What needs to be done:
Reproduce word for word the stretch of the US-China relations commentary below from "On Monday, Trump" through "from the market.".

Source extract:
━━━━━━━━━━━━━━━━
On Monday, Trump literally started his debate by criticizing China, accusing it of devaluing its currency. It only proves he is totally out of touch with the real world where the yuan has been facing a downward pressure from the market.
In fact, when I asked former US Federal Reserve chairman Ben Bernanke and former deputy national security advisor for international economics Caroline Atkinson on Sept 22 why the US government had got it so wrong just a year ago in thinking the yuan was still grossly undervalued, they both dodged the question.
During the presidential race, candidates focus on subjects they believe will please voters instead of engaging in rational debate. This is so true for this year when both candidates are disliked. Still, there has been plenty of rational and intelligent talk among China hands on a more sensible US policy toward China after the next administration takes office.
Testifying before the US Congress on Sept 22, George Washington University professor Amitai Etzioni said China and the US have many shared and complementary interests. Whatever differences exist between the two great nations, they can and must be resolved in a peaceful manner. He suggested a grand bargain between the two countries from cyber security to the Taiwan question.
Former US ambassador to China Stapleton Roy argued last week that the Barack Obama administration has based its East Asia policy on assumptions that are outdated. He believes East Asia needs a sustained and well-informed policy from the US administration no matter who wins the presidential election in November.
And the Navy Times, a US newspaper, has reported that White House National Security Council issued a directive recently asking Pentagon officials to stop using inflammatory phrases to describe US-China relationship, such as calling it a "great power competition". It said that by labeling the relationship a "great power competition", Obama administration officials inaccurately suggest the US and China are on a collision course.
NSC Senior Director for Asian Affairs Daniel Kritenbrink neither confirmed nor denied the Navy Times report on Tuesday evening when I checked with him. If true, it is a right move toward a healthier rhetoric which the important China-US relationship deserves, different from destructive declamations like "China should not write the rules, we should", as Obama likes to say.
━━━━━━━━━━━━━━━━
Dataset content:
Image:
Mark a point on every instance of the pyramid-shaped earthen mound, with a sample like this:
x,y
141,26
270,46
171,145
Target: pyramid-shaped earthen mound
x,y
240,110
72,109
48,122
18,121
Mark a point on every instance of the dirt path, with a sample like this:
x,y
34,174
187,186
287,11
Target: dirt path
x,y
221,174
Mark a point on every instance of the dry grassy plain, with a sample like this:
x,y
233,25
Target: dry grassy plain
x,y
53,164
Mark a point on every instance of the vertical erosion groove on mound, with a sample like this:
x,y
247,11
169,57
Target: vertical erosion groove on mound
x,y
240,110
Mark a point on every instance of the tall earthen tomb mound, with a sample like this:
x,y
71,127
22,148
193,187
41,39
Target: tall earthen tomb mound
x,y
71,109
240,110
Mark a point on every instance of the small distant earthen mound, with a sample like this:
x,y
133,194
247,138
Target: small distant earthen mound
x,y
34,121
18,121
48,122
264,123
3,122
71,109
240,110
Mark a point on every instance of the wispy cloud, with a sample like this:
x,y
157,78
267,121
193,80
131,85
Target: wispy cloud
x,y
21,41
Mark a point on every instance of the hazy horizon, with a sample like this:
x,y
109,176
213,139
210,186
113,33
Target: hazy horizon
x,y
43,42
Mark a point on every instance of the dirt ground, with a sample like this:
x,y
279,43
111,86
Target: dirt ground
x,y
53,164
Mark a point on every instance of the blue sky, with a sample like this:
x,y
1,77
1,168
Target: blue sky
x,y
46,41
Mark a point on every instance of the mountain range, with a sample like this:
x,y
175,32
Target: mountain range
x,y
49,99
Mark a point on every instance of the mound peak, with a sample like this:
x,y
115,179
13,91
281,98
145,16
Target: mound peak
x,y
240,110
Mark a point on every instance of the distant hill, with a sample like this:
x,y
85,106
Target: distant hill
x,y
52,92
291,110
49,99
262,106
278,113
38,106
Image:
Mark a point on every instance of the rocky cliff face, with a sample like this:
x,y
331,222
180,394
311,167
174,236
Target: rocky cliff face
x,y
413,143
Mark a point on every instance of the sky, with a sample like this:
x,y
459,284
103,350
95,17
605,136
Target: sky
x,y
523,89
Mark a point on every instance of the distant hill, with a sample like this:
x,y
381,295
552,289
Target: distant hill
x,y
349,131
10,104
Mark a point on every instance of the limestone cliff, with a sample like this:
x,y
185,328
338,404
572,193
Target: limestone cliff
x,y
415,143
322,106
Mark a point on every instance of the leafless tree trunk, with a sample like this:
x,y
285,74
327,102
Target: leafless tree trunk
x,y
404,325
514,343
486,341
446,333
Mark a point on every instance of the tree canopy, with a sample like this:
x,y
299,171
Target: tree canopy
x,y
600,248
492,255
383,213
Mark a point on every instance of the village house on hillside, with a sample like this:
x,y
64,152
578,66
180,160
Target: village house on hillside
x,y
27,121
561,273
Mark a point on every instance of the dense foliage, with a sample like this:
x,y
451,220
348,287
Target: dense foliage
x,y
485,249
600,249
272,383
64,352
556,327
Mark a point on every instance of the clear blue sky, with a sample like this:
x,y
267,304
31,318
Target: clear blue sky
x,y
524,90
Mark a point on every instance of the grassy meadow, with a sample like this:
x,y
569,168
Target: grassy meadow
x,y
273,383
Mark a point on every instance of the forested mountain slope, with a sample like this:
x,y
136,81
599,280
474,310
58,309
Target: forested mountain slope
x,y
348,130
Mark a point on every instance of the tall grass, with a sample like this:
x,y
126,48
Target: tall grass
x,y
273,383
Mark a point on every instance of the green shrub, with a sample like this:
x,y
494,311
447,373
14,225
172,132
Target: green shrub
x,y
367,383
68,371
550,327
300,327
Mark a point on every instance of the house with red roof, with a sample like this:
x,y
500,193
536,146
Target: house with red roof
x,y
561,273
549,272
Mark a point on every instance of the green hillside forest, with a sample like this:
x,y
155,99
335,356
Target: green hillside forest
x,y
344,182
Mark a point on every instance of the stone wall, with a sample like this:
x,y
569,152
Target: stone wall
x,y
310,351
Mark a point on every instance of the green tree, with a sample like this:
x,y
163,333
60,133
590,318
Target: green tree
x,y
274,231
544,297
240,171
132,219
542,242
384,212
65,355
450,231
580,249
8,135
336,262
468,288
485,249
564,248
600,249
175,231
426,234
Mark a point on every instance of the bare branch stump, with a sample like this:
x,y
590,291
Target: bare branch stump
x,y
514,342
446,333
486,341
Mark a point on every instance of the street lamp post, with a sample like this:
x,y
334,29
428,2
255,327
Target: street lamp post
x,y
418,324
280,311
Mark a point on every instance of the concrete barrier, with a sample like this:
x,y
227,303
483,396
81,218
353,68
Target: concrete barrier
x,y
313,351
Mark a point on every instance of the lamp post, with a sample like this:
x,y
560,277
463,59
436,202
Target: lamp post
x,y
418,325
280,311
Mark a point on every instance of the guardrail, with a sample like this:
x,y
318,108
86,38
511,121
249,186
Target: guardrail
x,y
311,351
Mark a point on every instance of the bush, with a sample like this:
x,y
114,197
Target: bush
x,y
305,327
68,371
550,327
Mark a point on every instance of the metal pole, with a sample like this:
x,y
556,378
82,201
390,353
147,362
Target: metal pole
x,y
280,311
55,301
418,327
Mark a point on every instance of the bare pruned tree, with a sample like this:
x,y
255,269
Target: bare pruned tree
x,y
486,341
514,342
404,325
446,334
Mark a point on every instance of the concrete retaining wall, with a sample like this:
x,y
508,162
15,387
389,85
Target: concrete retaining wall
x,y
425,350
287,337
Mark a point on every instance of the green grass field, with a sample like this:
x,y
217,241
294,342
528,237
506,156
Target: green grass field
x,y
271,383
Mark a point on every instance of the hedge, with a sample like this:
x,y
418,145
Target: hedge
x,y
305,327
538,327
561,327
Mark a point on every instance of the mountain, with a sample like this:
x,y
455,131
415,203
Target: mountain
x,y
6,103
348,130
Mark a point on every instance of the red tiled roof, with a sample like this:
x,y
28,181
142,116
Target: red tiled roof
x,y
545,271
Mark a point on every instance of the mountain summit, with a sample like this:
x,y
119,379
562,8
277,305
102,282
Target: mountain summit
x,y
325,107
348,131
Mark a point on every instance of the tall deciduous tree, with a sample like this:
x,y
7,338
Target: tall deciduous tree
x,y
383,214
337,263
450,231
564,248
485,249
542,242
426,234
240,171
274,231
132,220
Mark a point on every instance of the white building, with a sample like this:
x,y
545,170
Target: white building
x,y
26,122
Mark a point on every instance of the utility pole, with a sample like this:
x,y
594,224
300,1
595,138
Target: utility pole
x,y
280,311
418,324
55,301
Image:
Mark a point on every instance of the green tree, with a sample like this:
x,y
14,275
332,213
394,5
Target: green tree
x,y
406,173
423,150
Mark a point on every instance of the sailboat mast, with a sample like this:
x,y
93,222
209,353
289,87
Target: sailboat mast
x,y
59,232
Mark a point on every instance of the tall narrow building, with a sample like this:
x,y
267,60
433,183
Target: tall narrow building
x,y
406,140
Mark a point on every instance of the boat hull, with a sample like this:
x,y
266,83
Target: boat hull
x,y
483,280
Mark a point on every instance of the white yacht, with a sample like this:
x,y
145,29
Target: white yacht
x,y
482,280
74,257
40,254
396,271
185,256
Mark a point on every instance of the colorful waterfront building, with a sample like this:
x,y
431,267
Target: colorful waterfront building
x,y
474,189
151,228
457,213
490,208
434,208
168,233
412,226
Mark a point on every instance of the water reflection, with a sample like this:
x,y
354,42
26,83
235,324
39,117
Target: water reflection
━━━━━━━━━━━━━━━━
Solution to this task:
On Monday, Trump literally started his debate by criticizing China, accusing it of devaluing its currency. It only proves he is totally out of touch with the real world where the yuan has been facing a downward pressure from the market.